REQUIREMENT
Rewrite the material below, switching "on its own line" to "on a separate line" everywhere it appears and leaving everything else unchanged.
----------
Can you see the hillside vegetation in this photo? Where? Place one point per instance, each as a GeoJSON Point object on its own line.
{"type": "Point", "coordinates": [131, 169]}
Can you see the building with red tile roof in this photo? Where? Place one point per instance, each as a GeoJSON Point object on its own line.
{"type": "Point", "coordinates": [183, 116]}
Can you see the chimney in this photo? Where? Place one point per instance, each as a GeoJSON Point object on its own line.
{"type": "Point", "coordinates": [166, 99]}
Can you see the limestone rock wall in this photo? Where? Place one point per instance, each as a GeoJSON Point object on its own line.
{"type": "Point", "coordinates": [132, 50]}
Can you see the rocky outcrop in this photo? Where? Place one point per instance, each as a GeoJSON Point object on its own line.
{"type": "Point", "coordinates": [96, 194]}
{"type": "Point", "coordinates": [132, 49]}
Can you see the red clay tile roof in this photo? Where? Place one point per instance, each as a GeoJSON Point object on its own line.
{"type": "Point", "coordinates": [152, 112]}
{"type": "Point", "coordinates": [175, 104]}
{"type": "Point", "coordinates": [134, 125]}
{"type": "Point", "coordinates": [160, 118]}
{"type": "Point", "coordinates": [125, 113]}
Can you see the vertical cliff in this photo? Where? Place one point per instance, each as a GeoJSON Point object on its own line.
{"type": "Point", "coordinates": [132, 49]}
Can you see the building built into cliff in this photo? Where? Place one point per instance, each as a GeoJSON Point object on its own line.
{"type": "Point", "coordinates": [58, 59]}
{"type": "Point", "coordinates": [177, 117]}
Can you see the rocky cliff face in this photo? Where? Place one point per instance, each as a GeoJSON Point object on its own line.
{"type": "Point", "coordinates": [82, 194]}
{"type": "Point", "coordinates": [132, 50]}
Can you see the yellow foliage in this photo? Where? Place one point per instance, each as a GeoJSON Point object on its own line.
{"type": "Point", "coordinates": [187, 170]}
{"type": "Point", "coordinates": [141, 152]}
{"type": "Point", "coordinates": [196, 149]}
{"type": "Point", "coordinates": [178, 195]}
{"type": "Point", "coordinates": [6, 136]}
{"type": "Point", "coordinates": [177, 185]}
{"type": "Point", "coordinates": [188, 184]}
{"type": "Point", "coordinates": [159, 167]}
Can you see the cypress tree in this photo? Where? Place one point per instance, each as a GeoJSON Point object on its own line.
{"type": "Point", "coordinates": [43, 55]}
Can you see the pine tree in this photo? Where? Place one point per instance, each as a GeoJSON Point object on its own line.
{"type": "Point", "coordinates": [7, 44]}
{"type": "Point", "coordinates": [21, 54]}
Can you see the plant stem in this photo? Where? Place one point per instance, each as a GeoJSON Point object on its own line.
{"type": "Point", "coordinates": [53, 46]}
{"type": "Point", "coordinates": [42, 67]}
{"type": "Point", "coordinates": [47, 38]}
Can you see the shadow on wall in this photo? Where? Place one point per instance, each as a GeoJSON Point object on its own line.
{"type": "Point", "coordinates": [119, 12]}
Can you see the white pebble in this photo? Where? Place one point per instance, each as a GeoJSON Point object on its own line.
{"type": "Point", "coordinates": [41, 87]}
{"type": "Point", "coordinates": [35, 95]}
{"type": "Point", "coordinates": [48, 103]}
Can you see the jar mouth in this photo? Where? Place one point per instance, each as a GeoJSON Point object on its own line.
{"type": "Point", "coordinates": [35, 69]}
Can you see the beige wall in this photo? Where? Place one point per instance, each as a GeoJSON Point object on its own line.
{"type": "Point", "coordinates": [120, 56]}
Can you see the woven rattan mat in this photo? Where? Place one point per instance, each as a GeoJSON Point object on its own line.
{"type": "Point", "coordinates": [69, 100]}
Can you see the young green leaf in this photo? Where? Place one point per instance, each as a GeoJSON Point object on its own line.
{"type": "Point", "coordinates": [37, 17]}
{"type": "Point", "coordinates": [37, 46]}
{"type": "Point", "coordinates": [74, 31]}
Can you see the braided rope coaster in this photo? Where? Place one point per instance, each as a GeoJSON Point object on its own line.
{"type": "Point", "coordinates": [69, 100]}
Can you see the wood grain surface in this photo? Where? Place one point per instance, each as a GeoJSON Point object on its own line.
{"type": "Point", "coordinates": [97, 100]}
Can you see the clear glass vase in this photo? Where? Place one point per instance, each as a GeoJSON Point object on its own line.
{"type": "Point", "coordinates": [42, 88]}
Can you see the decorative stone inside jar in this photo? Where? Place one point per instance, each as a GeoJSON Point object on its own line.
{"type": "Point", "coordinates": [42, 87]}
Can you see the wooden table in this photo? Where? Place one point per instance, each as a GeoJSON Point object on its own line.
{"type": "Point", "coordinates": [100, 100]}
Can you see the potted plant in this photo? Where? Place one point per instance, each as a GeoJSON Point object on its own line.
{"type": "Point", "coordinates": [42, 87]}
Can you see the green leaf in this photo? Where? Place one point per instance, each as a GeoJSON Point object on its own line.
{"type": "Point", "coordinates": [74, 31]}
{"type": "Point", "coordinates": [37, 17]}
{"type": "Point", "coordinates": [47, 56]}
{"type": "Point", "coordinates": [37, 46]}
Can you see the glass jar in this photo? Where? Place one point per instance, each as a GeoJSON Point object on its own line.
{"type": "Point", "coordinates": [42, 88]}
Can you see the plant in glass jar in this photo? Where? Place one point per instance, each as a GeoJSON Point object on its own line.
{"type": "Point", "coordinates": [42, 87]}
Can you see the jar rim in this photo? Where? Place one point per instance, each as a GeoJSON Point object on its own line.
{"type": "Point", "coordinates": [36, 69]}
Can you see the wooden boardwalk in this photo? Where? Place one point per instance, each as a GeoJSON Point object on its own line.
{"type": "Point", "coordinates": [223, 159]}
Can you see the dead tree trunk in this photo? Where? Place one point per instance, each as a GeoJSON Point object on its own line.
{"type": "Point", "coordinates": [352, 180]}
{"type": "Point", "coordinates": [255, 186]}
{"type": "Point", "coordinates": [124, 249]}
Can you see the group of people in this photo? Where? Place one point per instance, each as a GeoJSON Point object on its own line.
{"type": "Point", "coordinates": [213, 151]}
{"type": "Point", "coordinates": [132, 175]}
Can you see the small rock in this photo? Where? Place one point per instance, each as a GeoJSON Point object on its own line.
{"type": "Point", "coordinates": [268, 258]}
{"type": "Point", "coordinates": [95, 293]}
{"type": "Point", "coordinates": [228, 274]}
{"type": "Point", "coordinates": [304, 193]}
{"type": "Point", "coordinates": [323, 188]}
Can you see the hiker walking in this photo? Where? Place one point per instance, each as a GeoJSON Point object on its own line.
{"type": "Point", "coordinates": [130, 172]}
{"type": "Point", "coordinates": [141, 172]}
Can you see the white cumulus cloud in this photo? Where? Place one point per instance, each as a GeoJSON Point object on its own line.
----------
RESULT FOR THIS TASK
Can you see the hillside vegetation in this photo? Where? Place one point per instance, each as a GeoJSON Point object on a separate line.
{"type": "Point", "coordinates": [131, 169]}
Can you see the building with red tile roof in this photo? Where? Place one point per instance, each as a GeoJSON Point object on a separate line.
{"type": "Point", "coordinates": [183, 116]}
Can you see the chimney in this photo? Where? Place one point per instance, each as a GeoJSON Point object on a separate line.
{"type": "Point", "coordinates": [166, 99]}
Can you see the limestone rock wall in this photo? Where? Place one point per instance, each as a GeoJSON Point object on a separate line.
{"type": "Point", "coordinates": [132, 50]}
Can you see the rocky outcrop in this photo? Where? Place one point per instance, each as a GeoJSON Point object on a separate line.
{"type": "Point", "coordinates": [96, 194]}
{"type": "Point", "coordinates": [132, 49]}
Can you see the red clay tile roof in this photo? Where? Place one point per instance, each as a GeoJSON Point object on a separate line.
{"type": "Point", "coordinates": [152, 112]}
{"type": "Point", "coordinates": [175, 104]}
{"type": "Point", "coordinates": [134, 125]}
{"type": "Point", "coordinates": [160, 118]}
{"type": "Point", "coordinates": [125, 113]}
Can you see the vertical cliff in this photo? Where? Place one point per instance, each as a GeoJSON Point object on a separate line.
{"type": "Point", "coordinates": [132, 49]}
Can you see the building built into cliff in this photo? Where? Place one point per instance, each as a GeoJSON Point object on a separate line.
{"type": "Point", "coordinates": [58, 59]}
{"type": "Point", "coordinates": [177, 117]}
Can you see the rocky cliff face in this photo? Where? Place one point per instance, each as a GeoJSON Point object on a separate line.
{"type": "Point", "coordinates": [82, 194]}
{"type": "Point", "coordinates": [132, 50]}
Can you see the yellow foliage in this photo? Where? Place one point per instance, each as a GeoJSON Point object on a separate line.
{"type": "Point", "coordinates": [187, 170]}
{"type": "Point", "coordinates": [141, 152]}
{"type": "Point", "coordinates": [196, 149]}
{"type": "Point", "coordinates": [178, 195]}
{"type": "Point", "coordinates": [6, 136]}
{"type": "Point", "coordinates": [177, 185]}
{"type": "Point", "coordinates": [188, 184]}
{"type": "Point", "coordinates": [159, 167]}
Can you see the cypress tree in this photo? Where? Place one point per instance, each as a GeoJSON Point object on a separate line.
{"type": "Point", "coordinates": [43, 55]}
Can you see the pine tree in this photo? Where? Place one point per instance, each as a GeoJSON Point object on a separate line.
{"type": "Point", "coordinates": [7, 44]}
{"type": "Point", "coordinates": [21, 54]}
Can you see the plant stem in this photo? Where? Place one point per instance, each as a GeoJSON Point object on a separate line.
{"type": "Point", "coordinates": [53, 46]}
{"type": "Point", "coordinates": [42, 67]}
{"type": "Point", "coordinates": [47, 38]}
Can you see the shadow on wall in this photo? Where? Place one point per instance, each as a GeoJSON Point object on a separate line.
{"type": "Point", "coordinates": [119, 12]}
Can you see the white pebble in this photo? Where? Place one point per instance, each as a GeoJSON Point object on a separate line.
{"type": "Point", "coordinates": [41, 87]}
{"type": "Point", "coordinates": [35, 95]}
{"type": "Point", "coordinates": [48, 103]}
Can you see the jar mouth in this photo? Where? Place one point per instance, each as a GeoJSON Point object on a separate line.
{"type": "Point", "coordinates": [35, 69]}
Can you see the beige wall in this photo? Where? Place one point per instance, each as a GeoJSON Point object on a separate line.
{"type": "Point", "coordinates": [120, 56]}
Can you see the woven rattan mat in this photo? Where? Place one point per instance, each as a GeoJSON Point object on a separate line.
{"type": "Point", "coordinates": [69, 100]}
Can you see the young green leaf in this photo? Where? Place one point per instance, each as a GeoJSON Point object on a separate line.
{"type": "Point", "coordinates": [37, 17]}
{"type": "Point", "coordinates": [37, 46]}
{"type": "Point", "coordinates": [74, 31]}
Can you see the braided rope coaster in this photo? Where? Place one point per instance, each as a GeoJSON Point object on a separate line.
{"type": "Point", "coordinates": [69, 100]}
Can you see the wood grain surface in this photo? Where? Place one point per instance, each as a GeoJSON Point object on a separate line.
{"type": "Point", "coordinates": [97, 100]}
Can you see the clear glass vase in this photo? Where? Place one point per instance, each as a GeoJSON Point object on a separate line.
{"type": "Point", "coordinates": [42, 88]}
Can you see the decorative stone inside jar in this photo? Where? Place one point per instance, each as a GeoJSON Point object on a separate line.
{"type": "Point", "coordinates": [42, 87]}
Can you see the wooden table in this photo? Where? Place one point per instance, each as a GeoJSON Point object on a separate line.
{"type": "Point", "coordinates": [100, 100]}
Can you see the potted plant in this photo? Where? Place one point per instance, each as a GeoJSON Point object on a separate line.
{"type": "Point", "coordinates": [42, 87]}
Can you see the green leaf in this photo? Where? Place one point per instance, each as a GeoJSON Point object on a separate line.
{"type": "Point", "coordinates": [74, 31]}
{"type": "Point", "coordinates": [37, 17]}
{"type": "Point", "coordinates": [47, 56]}
{"type": "Point", "coordinates": [37, 46]}
Can you see the glass jar in this photo? Where? Place one point per instance, each as a GeoJSON Point object on a separate line.
{"type": "Point", "coordinates": [42, 88]}
Can you see the plant in glass jar in this photo? Where? Place one point per instance, each as a GeoJSON Point object on a separate line.
{"type": "Point", "coordinates": [42, 87]}
Can you see the jar rim in this photo? Where? Place one point per instance, each as a GeoJSON Point object on a separate line.
{"type": "Point", "coordinates": [36, 69]}
Can you see the wooden boardwalk in this photo? Where? Place one point per instance, each as a GeoJSON Point object on a separate line.
{"type": "Point", "coordinates": [223, 159]}
Can you see the dead tree trunk in this photo? Where? Place one point per instance, each as a GeoJSON Point object on a separate line.
{"type": "Point", "coordinates": [352, 180]}
{"type": "Point", "coordinates": [255, 186]}
{"type": "Point", "coordinates": [124, 249]}
Can you see the group of people in this photo? Where? Place one point per instance, each as a GeoJSON Point object on a separate line.
{"type": "Point", "coordinates": [213, 151]}
{"type": "Point", "coordinates": [132, 175]}
Can you see the small rock in this photo? Where? Place one point per instance, each as a GeoJSON Point object on a separate line.
{"type": "Point", "coordinates": [268, 258]}
{"type": "Point", "coordinates": [95, 293]}
{"type": "Point", "coordinates": [228, 274]}
{"type": "Point", "coordinates": [304, 193]}
{"type": "Point", "coordinates": [323, 188]}
Can you see the hiker walking in this photo? Where? Place one point per instance, each as a GeoJSON Point object on a separate line.
{"type": "Point", "coordinates": [130, 172]}
{"type": "Point", "coordinates": [141, 172]}
Can you see the white cumulus cloud in this photo? Where? Place one point per instance, each as a GeoJSON Point object on a separate line.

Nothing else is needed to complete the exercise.